▶ [Items]:
* * *

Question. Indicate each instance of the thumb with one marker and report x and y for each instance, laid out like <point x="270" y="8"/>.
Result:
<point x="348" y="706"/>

* * *

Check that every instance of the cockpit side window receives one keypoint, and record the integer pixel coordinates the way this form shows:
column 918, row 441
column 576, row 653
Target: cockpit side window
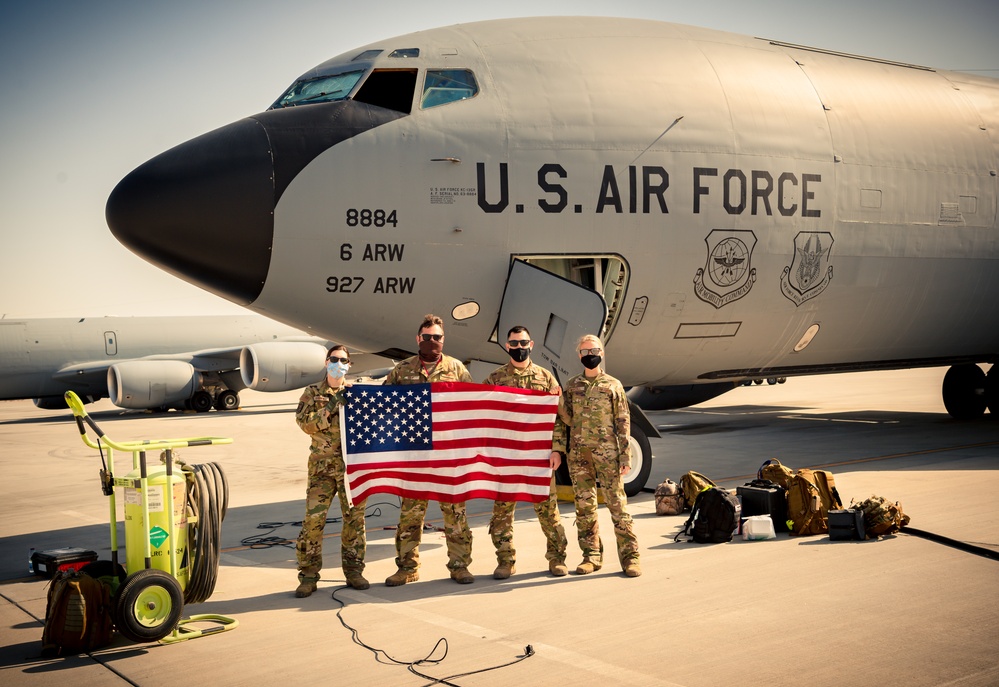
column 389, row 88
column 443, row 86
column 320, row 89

* * *

▶ [Task brief]:
Please pull out each line of the listing above that contains the string "side". Case matters.

▶ [Finished task]:
Check that every instance of the cockpit side window receives one keypoint, and record the integer pixel coordinates the way this form shows:
Target: cockpit side window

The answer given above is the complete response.